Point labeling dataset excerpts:
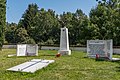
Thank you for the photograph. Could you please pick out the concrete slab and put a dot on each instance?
(31, 66)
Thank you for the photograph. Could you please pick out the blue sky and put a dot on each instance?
(15, 8)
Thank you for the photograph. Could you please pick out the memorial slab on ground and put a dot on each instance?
(31, 66)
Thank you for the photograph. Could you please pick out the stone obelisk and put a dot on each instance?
(64, 42)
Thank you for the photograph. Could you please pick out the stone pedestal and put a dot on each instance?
(64, 42)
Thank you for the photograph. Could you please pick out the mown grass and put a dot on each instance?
(74, 67)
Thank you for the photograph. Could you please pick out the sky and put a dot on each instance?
(16, 8)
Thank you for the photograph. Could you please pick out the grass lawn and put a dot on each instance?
(74, 67)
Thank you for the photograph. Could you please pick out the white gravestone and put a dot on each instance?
(101, 47)
(64, 42)
(27, 50)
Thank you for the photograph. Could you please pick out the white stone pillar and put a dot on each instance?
(64, 42)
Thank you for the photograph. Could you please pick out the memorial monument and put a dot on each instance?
(64, 42)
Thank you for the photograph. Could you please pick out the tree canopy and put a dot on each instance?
(41, 26)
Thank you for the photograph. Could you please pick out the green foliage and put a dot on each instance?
(2, 21)
(106, 19)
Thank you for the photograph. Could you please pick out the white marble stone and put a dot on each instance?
(31, 66)
(104, 48)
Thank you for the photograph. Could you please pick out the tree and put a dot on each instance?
(44, 30)
(2, 21)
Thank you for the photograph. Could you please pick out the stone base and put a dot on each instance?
(64, 52)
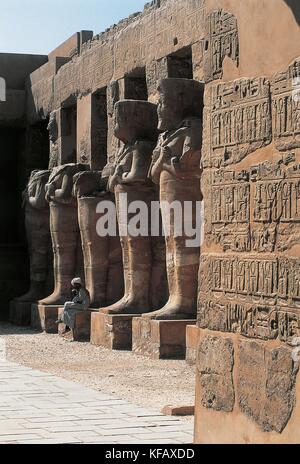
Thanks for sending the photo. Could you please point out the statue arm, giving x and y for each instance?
(38, 200)
(65, 192)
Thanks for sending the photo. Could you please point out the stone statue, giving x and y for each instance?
(102, 255)
(143, 257)
(176, 167)
(64, 231)
(38, 236)
(53, 139)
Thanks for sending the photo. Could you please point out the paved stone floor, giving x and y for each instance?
(40, 408)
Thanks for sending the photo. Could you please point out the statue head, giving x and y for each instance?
(179, 99)
(135, 120)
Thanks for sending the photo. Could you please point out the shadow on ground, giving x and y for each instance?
(295, 7)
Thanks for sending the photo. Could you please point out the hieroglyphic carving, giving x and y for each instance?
(239, 119)
(286, 107)
(221, 40)
(273, 191)
(266, 384)
(252, 321)
(276, 280)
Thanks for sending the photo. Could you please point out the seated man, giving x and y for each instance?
(81, 302)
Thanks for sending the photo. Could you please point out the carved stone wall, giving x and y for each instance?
(249, 279)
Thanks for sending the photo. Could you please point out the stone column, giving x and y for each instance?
(135, 127)
(176, 167)
(64, 231)
(102, 255)
(38, 235)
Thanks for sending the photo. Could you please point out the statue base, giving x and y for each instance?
(82, 329)
(112, 332)
(192, 341)
(20, 313)
(246, 391)
(159, 339)
(43, 318)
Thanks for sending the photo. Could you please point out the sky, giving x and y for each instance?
(39, 26)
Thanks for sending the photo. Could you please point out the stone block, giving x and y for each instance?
(159, 339)
(44, 318)
(178, 411)
(82, 329)
(20, 313)
(112, 332)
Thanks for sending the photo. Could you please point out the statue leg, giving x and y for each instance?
(137, 262)
(65, 235)
(95, 251)
(182, 260)
(38, 237)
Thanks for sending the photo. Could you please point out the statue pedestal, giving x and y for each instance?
(44, 318)
(112, 332)
(192, 341)
(82, 329)
(20, 313)
(159, 339)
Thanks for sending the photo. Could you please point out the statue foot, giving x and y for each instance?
(172, 312)
(125, 307)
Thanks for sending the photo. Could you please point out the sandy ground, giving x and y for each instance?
(141, 381)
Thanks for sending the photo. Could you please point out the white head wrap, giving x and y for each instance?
(77, 280)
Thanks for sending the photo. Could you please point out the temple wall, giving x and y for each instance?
(249, 292)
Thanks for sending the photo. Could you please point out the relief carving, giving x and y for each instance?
(222, 41)
(238, 121)
(286, 107)
(266, 385)
(215, 371)
(273, 221)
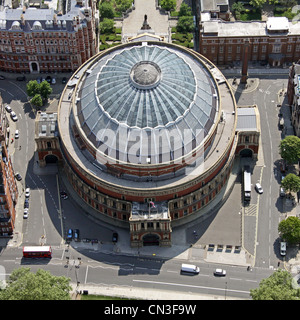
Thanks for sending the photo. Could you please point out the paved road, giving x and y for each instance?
(119, 269)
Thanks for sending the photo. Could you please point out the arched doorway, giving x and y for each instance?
(246, 153)
(50, 159)
(151, 239)
(34, 67)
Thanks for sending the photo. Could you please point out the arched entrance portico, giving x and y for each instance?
(34, 67)
(151, 239)
(246, 153)
(51, 158)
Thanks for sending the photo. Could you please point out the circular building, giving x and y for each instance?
(147, 133)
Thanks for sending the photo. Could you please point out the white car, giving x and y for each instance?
(220, 272)
(27, 192)
(25, 214)
(8, 108)
(13, 116)
(259, 188)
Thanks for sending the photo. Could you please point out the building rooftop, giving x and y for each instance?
(147, 91)
(46, 125)
(247, 119)
(249, 28)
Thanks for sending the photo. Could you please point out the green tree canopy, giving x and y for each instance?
(107, 25)
(291, 183)
(185, 24)
(106, 10)
(168, 5)
(277, 287)
(42, 285)
(257, 3)
(45, 90)
(37, 100)
(185, 10)
(123, 5)
(32, 88)
(289, 229)
(289, 149)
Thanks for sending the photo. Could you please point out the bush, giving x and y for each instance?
(107, 26)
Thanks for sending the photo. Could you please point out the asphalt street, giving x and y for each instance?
(104, 264)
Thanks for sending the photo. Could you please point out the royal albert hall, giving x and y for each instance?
(147, 135)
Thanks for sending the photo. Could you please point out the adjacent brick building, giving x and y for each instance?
(34, 40)
(275, 42)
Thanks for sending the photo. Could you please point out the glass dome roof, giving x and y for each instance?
(144, 92)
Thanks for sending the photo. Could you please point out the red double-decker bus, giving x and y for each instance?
(37, 252)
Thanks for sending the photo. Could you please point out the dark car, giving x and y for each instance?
(76, 235)
(18, 176)
(70, 234)
(26, 203)
(64, 195)
(21, 78)
(115, 237)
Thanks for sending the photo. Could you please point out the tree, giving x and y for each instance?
(289, 149)
(35, 89)
(257, 3)
(291, 183)
(237, 8)
(106, 10)
(32, 88)
(168, 5)
(185, 10)
(123, 5)
(185, 24)
(276, 287)
(37, 100)
(107, 25)
(42, 285)
(289, 229)
(45, 90)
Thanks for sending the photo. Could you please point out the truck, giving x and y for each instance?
(247, 184)
(190, 268)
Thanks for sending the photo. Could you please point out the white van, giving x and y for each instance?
(190, 268)
(283, 248)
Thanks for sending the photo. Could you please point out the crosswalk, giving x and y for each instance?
(251, 210)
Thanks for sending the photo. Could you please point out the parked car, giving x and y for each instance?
(283, 248)
(76, 235)
(115, 237)
(220, 272)
(25, 213)
(70, 235)
(21, 78)
(27, 192)
(259, 188)
(26, 203)
(13, 116)
(18, 176)
(64, 195)
(8, 108)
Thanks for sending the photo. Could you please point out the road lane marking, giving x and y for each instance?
(190, 286)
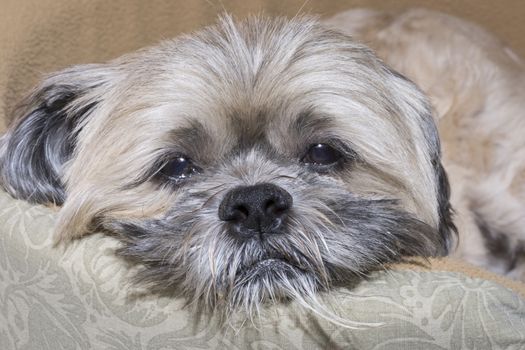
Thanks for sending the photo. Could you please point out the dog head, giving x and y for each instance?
(258, 160)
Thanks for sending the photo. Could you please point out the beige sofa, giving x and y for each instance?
(79, 298)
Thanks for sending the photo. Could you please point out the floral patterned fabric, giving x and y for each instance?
(78, 298)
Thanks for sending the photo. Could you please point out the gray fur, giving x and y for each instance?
(244, 101)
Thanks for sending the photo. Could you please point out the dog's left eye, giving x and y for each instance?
(321, 154)
(179, 168)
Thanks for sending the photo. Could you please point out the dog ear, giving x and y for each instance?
(37, 146)
(429, 131)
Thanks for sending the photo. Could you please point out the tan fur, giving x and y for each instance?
(477, 86)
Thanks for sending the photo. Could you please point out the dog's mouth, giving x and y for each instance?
(274, 265)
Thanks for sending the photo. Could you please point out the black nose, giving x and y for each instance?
(255, 209)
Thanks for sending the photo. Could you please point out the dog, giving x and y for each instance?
(252, 161)
(477, 87)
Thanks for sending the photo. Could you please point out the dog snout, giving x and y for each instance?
(255, 209)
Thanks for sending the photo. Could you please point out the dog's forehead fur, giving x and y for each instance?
(275, 83)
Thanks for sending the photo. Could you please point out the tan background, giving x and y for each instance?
(39, 36)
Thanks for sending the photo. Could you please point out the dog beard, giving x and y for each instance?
(330, 238)
(264, 160)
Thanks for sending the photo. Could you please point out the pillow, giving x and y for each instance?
(79, 298)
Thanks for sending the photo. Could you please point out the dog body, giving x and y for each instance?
(264, 160)
(477, 87)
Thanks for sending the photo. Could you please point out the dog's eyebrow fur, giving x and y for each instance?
(191, 140)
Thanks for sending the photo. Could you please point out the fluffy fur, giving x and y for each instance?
(477, 86)
(245, 102)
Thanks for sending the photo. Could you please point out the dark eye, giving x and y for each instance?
(322, 154)
(179, 168)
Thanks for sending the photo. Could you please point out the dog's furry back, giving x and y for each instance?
(477, 86)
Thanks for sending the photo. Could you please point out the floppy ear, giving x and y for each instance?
(430, 135)
(37, 146)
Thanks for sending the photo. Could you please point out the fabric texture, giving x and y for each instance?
(79, 298)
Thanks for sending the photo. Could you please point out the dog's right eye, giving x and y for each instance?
(179, 168)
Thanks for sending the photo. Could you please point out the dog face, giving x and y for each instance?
(266, 159)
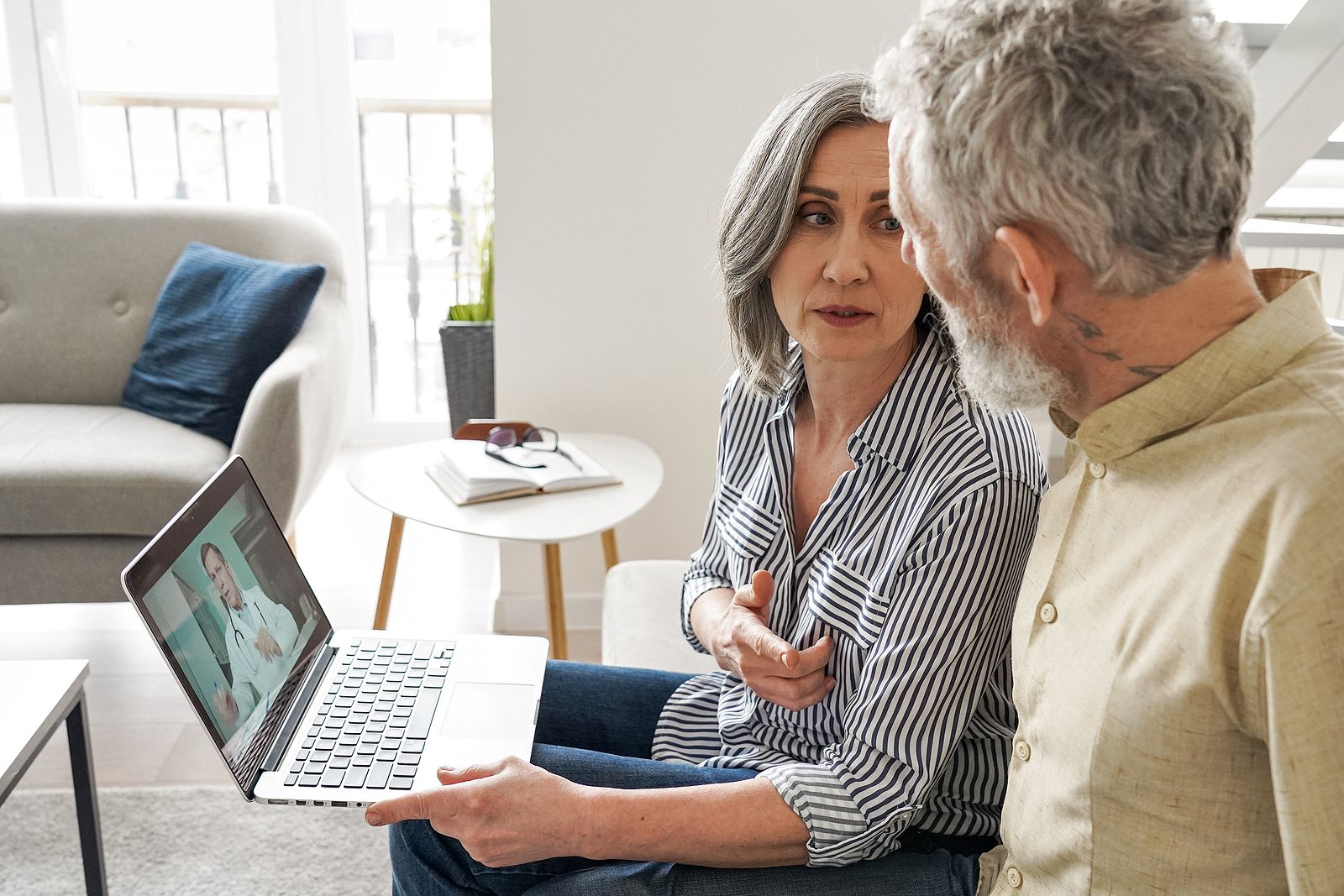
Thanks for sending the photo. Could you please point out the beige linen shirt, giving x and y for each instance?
(1179, 637)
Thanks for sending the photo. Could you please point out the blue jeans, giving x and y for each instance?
(596, 727)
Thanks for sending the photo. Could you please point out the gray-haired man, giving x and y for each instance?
(1072, 176)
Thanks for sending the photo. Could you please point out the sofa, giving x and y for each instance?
(85, 483)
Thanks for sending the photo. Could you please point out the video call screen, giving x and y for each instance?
(235, 617)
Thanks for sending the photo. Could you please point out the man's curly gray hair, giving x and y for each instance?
(1121, 125)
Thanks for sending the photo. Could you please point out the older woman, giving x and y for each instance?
(862, 553)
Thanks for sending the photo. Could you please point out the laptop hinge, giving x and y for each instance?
(299, 707)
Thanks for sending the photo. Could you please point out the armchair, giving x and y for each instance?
(84, 481)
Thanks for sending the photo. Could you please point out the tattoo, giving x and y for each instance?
(1109, 354)
(1085, 328)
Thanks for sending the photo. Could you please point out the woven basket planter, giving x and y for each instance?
(468, 369)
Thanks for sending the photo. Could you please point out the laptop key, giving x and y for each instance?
(423, 714)
(378, 775)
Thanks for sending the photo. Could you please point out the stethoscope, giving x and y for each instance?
(239, 636)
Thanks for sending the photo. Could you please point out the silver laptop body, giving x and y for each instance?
(300, 714)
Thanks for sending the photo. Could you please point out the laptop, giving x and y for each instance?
(300, 714)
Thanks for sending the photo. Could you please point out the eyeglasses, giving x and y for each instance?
(534, 438)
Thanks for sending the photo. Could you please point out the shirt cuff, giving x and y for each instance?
(839, 832)
(691, 591)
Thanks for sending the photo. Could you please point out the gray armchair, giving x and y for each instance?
(84, 483)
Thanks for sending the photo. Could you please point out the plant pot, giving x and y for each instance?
(468, 369)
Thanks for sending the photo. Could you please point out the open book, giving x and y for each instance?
(468, 474)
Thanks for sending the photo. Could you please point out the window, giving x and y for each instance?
(11, 176)
(423, 81)
(178, 100)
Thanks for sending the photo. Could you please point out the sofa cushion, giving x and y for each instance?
(642, 618)
(78, 469)
(221, 320)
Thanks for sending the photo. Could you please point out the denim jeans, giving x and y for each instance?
(596, 727)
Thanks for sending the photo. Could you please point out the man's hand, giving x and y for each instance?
(503, 813)
(773, 668)
(266, 645)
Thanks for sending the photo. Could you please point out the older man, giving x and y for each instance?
(1072, 176)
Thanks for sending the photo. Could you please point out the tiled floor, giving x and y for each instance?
(141, 727)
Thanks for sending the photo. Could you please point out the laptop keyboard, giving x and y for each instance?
(374, 719)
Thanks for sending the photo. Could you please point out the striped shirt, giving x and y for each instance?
(911, 566)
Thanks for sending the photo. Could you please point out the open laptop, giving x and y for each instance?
(299, 712)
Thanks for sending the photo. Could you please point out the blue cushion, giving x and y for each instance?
(222, 318)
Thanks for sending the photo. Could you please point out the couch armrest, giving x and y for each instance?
(293, 419)
(642, 618)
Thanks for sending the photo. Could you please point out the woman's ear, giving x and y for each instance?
(1025, 265)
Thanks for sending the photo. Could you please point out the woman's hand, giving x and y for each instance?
(743, 645)
(503, 813)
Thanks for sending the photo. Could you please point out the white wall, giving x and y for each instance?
(616, 129)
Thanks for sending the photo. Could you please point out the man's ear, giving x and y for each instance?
(1026, 268)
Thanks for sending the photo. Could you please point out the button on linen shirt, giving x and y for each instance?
(911, 566)
(1183, 701)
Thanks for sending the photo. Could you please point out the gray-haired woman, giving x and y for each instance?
(860, 558)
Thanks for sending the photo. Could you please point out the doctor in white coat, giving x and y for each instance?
(262, 633)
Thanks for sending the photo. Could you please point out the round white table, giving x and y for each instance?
(396, 479)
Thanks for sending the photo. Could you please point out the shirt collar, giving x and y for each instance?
(1231, 364)
(895, 427)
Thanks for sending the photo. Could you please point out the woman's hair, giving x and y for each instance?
(759, 212)
(1121, 125)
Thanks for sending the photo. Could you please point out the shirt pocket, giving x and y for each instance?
(746, 528)
(846, 600)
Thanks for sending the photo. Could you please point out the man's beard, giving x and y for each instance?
(999, 375)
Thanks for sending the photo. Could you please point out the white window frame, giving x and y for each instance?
(319, 130)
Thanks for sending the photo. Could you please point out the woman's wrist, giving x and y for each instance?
(591, 837)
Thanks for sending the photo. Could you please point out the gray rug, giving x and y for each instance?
(190, 840)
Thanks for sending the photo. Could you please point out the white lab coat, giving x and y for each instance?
(245, 660)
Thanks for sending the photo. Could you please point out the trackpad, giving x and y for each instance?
(495, 711)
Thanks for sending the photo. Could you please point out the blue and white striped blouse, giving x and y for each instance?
(911, 566)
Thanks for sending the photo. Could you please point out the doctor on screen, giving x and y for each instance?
(261, 633)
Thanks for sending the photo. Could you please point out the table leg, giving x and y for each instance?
(555, 602)
(609, 548)
(385, 590)
(87, 801)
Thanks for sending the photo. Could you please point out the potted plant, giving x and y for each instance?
(468, 338)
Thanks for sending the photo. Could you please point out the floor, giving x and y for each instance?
(141, 727)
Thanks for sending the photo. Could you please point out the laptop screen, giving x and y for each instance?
(233, 614)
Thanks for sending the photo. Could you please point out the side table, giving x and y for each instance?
(394, 479)
(35, 698)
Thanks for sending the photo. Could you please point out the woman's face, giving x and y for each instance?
(839, 285)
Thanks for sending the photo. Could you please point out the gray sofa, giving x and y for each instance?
(84, 483)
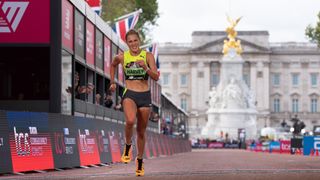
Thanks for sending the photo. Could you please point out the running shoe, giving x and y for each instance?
(139, 168)
(126, 156)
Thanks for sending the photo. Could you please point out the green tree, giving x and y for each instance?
(112, 9)
(313, 33)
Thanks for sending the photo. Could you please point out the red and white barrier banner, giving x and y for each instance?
(285, 146)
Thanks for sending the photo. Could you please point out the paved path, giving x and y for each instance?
(200, 164)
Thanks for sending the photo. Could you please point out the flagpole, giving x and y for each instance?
(127, 15)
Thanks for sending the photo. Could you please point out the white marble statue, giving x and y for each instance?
(232, 94)
(213, 98)
(251, 99)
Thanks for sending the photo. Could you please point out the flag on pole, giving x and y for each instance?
(95, 5)
(124, 23)
(153, 48)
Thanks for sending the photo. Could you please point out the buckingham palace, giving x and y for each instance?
(284, 77)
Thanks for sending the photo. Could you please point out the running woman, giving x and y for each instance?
(138, 65)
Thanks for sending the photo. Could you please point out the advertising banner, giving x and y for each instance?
(215, 145)
(67, 25)
(107, 55)
(274, 146)
(87, 141)
(30, 141)
(90, 43)
(5, 154)
(79, 34)
(99, 50)
(285, 146)
(311, 144)
(25, 21)
(64, 141)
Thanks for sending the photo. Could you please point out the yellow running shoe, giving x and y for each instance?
(126, 157)
(139, 168)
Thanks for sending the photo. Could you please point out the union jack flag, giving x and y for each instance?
(95, 5)
(125, 23)
(153, 48)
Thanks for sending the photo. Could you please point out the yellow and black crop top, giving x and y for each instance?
(132, 70)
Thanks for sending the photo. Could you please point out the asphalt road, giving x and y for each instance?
(199, 164)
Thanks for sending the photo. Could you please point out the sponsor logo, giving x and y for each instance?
(316, 144)
(33, 130)
(22, 142)
(285, 146)
(11, 14)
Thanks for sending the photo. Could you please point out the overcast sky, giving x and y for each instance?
(285, 20)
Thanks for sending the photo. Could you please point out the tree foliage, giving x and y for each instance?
(313, 33)
(112, 9)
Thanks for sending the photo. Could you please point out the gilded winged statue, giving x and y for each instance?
(232, 33)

§ **WHAT THE EXERCISE ASKS**
Repeat, without change, each line of the data above from the one that contains "logo, giving x and y for each instance?" through the final line, counting both.

§ **COMPLETE RESPONSE**
Thanks for sending the photo. Could you please point out the sponsor logo, giving x and y for each instance?
(316, 144)
(33, 130)
(22, 142)
(285, 146)
(11, 14)
Thanks for sending the photo. Could you please point out the overcast sky, giving x and y for each instance?
(285, 20)
Thanks for sending the photo. Could you please point out the tree foliage, giving x and y for each instance?
(313, 33)
(112, 9)
Thanks for sending the photo. Could you please point out the gilded winged statue, giving x and y for each instance?
(232, 33)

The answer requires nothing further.